§ **Texte fourni**
************

Mais qui prend soin des RH ?

La symétrie des attentions : mais qui prend soin des RH ?

Une des tendances annoncées pour les RH est l’adoption de plus en plus forte des codes du marketing par la fonction. 

C’est la notion en vogue de “symétrie des attentions” qui symbolise peut-être le mieux cette direction. 

RH et collaborateurs : d’une relation professionnelle à une relation commerciale ?

Le concept de symétrie des attentions a été introduit par Benoît Meyronin et Charles Ditandy en 2015 dans le livre “Du management au marketing des services”. 

Il véhicule l’idée qu’un collaborateur a besoin qu’on prenne soin de lui pour pouvoir, à son tour, prendre correctement soin de ses clients. Ou pour le dire encore autrement : la qualité de l’expérience collaborateur est tout aussi importante (sinon plus) que celle de l’expérience client. 

L’expérience client est un incontournable d’une stratégie marketing. Le principe est simple : il s’agit de s’assurer que chaque point de contact entre une entreprise et un consommateur crée de la satisfaction pour ce dernier. Concevoir une expérience remarquable implique au préalable de bien connaître sa cible et ses attentes.

************

§ **Série de consignes**
(a) Ces trois affirmations concordent-elles avec le texte sur la symétrie des attentions ? (i) Le concept a été introduit en 2015 par Benoît Meyronin et Charles Ditandy ; (ii) le livre où il apparaît s'intitule « Du marketing au management des services » ; (iii) concevoir une expérience remarquable suppose de bien connaître sa cible. Répondez par oui ou non à chacune, en citant mot pour mot le passage décisif.
(b) Poursuivez le texte sur la symétrie des attentions à partir de sa dernière phrase.

Liste des données:
************

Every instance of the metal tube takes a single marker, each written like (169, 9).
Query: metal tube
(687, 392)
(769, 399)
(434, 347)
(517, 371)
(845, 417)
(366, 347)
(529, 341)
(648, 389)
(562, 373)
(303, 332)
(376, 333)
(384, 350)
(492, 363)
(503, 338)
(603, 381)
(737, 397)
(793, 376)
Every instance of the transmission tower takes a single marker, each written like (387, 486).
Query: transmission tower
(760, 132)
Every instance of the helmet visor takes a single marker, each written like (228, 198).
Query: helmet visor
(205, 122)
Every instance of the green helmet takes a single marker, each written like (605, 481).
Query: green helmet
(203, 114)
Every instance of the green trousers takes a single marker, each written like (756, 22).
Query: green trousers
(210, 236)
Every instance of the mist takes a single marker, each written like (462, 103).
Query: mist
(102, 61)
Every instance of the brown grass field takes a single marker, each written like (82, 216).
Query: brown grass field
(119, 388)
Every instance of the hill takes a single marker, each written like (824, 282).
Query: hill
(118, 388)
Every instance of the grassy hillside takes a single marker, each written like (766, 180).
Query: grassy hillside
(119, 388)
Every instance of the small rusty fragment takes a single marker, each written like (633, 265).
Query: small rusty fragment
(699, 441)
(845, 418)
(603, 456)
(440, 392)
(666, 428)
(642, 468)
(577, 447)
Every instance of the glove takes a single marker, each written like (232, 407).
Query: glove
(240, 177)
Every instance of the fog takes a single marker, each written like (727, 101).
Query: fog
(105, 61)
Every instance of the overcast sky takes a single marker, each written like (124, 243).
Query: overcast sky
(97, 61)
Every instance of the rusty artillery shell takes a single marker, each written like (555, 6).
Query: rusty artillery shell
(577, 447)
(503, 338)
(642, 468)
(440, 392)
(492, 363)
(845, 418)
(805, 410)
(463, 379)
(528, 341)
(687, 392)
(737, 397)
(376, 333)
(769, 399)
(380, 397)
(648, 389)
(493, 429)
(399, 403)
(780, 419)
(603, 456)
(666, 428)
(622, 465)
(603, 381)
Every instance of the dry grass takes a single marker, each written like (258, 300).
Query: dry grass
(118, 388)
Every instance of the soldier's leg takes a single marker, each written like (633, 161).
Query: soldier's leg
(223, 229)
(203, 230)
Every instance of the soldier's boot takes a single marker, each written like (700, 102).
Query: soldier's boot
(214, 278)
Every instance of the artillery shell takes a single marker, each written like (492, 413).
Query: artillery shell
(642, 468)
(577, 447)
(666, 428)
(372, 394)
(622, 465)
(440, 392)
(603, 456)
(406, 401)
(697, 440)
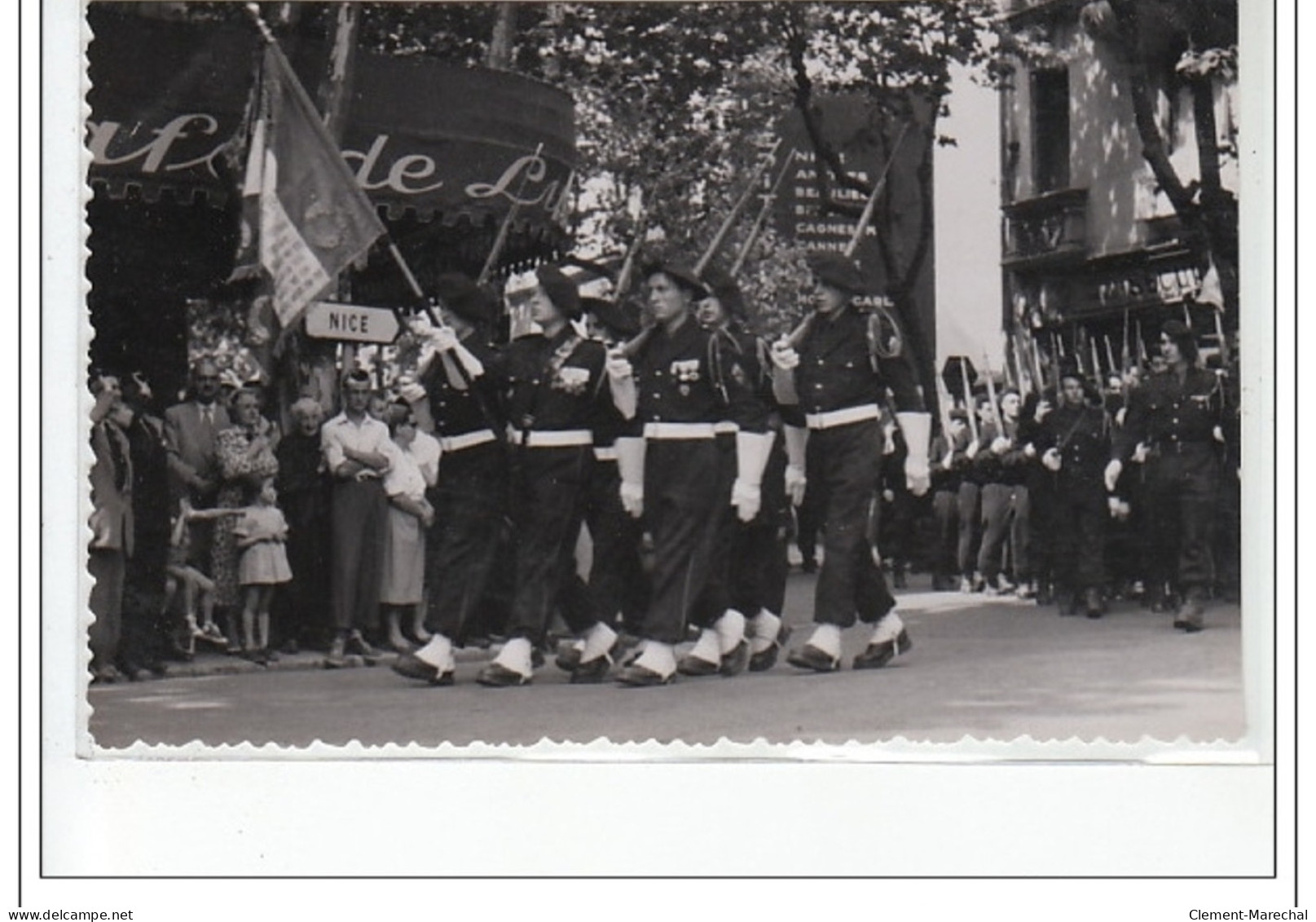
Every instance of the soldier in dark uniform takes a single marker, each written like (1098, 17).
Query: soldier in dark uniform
(948, 468)
(755, 562)
(678, 395)
(553, 383)
(1074, 444)
(840, 382)
(1178, 415)
(461, 404)
(618, 586)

************

§ **Réponses attendues**
(a)
(i) Oui : « Le concept de symétrie des attentions a été introduit par Benoît Meyronin et Charles Ditandy en 2015 ».
(ii) Non : « dans le livre “Du management au marketing des services” ».
(iii) Oui : « Concevoir une expérience remarquable implique au préalable de bien connaître sa cible et ses attentes ».

(b)
Par symétrie, l’expérience collaborateur est constituée de chaque point de contact entre un collaborateur et une entreprise. Optimiser l’expérience collaborateur revient à définir le parcours optimum que devrait vivre un collaborateur, en particulier aux moments-clés (recrutement, intégration, mobilité, formation, départ…).

Cela donne lieu à l’élaboration d’une offre de services RH, traduction de la promesse collaborateur (à l’image de la promesse client). Pour assurer une expérience collaborateur de qualité, cette offre doit être parfaitement alignée avec les besoins, attentes et défis des collaborateurs et la culture et stratégie de l’entreprise. 

Une expérience collaborateur bien pensée booste le sentiment de reconnaissance et d’appartenance des collaborateurs et contribue à leur réussite, leur engagement et leur épanouissement. 

Conséquence naturelle de cette nouvelle tendance : la relation entre RH et collaborateurs changent de nature. Le collaborateur devient client de la fonction RH, et celle-ci devient fournisseur de services.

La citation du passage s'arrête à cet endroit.